▸ Task statement
Output every one of the entries below word for word, leaving out the pictures.

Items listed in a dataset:
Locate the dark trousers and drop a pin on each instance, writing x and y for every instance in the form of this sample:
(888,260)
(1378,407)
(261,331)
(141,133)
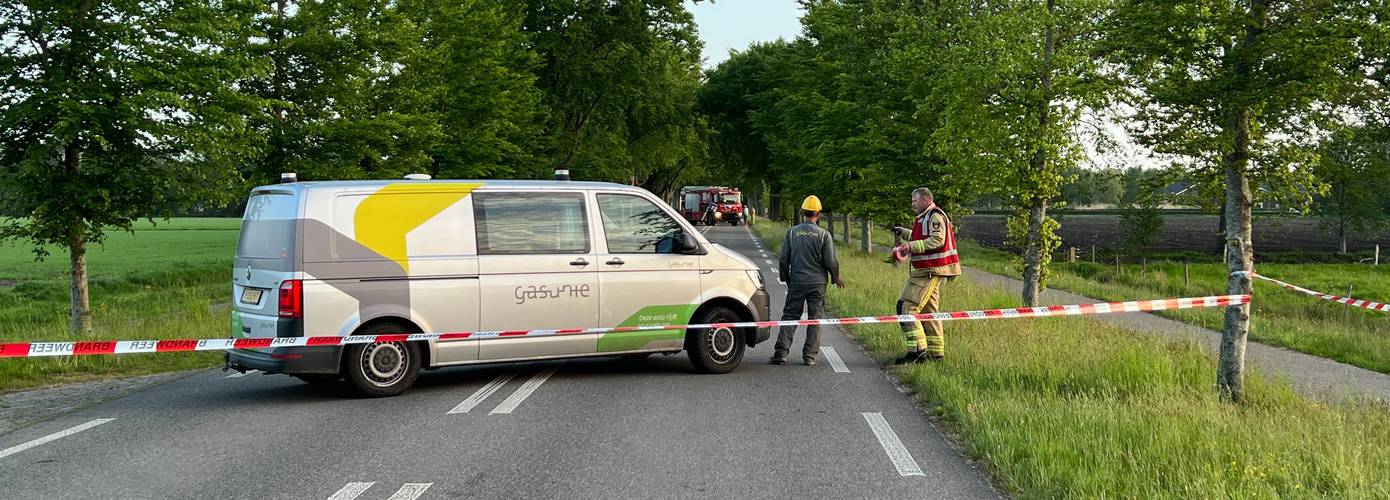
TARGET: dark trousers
(812,299)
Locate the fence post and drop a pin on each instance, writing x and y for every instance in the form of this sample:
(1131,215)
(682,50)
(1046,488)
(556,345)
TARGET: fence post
(897,240)
(865,242)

▸ Final result
Locate the dark trousers and drop a pin on each instance, writing x and y for every instance in the form of this sample:
(888,260)
(1378,407)
(261,331)
(141,133)
TARGET: dark trousers
(812,299)
Locate the fence post and drop a pin on each instance, writing x and y for every instance in the form of this sample:
(1131,215)
(682,50)
(1046,488)
(556,345)
TARGET: fence post
(897,240)
(865,242)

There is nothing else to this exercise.